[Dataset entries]
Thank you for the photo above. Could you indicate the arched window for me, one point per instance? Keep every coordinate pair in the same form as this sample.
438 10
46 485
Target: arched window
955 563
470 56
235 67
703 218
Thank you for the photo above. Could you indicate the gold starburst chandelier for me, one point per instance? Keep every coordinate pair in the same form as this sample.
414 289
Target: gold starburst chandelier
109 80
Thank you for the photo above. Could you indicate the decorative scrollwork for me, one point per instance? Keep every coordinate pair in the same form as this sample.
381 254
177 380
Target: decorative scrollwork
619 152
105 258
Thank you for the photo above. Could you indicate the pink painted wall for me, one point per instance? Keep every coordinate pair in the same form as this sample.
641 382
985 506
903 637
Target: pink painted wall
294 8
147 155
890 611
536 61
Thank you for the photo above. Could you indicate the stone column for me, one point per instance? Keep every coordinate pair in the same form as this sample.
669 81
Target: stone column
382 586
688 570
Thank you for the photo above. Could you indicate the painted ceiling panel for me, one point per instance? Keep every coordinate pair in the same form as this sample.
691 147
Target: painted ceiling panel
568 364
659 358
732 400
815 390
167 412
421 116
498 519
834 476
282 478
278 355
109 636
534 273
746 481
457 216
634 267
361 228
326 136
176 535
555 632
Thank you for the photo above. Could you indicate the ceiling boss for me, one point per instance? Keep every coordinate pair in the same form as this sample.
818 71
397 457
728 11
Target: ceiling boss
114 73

TASK REQUIREMENTS:
An exact copy of all the records above is the required answer.

REPLY TO THE EXERCISE:
Thank you for the photo above. Could you indicate the arched window for me, one point per instance? Keep every coordinate pair in the same form as this sample.
438 10
46 485
Target: arched window
955 563
470 56
235 67
703 218
Thank you for the photo above. Could you indicate the gold starburst chandelier for me, one point per instance? Keep every coordinate pair in the same form as this sample.
414 289
Target: gold starburst chandelier
109 80
Thank you for the photo above. Could you indicate the decorative scrollwork for me, one point per instance? Keep every coordinate pair in the same form as this sample.
381 254
177 380
Target: decorative scrollwork
619 152
105 258
Thank you for the photo above. Could you indicate the pink painted wall for me, one point per instance? Keep every coordinate pair in the same form as this sample.
641 382
985 506
903 637
Target: pink painted wall
294 8
147 155
890 611
536 61
Thank you for the photo above. Could you indicate the stone column for me, one point per instance? Keep every coordinate pair in the same form as this sample.
669 81
Target: stone column
382 586
688 570
Thank you for the photo above. Could you indicate the painted ceiling panel for me, one point per instance? Keep every coordinate pair in the same form as this sample.
691 147
Target: painted ceiling panel
568 364
659 358
732 400
815 390
167 412
421 116
498 519
834 476
282 478
278 355
109 636
534 273
746 481
457 216
634 267
361 228
326 136
176 535
555 632
Thank you for the photo above. Could you indicate the ceiling boss for me, one point per instance? Keep every coordinate pair in the same form as this sample.
818 71
397 457
728 11
Target: ceiling boss
114 73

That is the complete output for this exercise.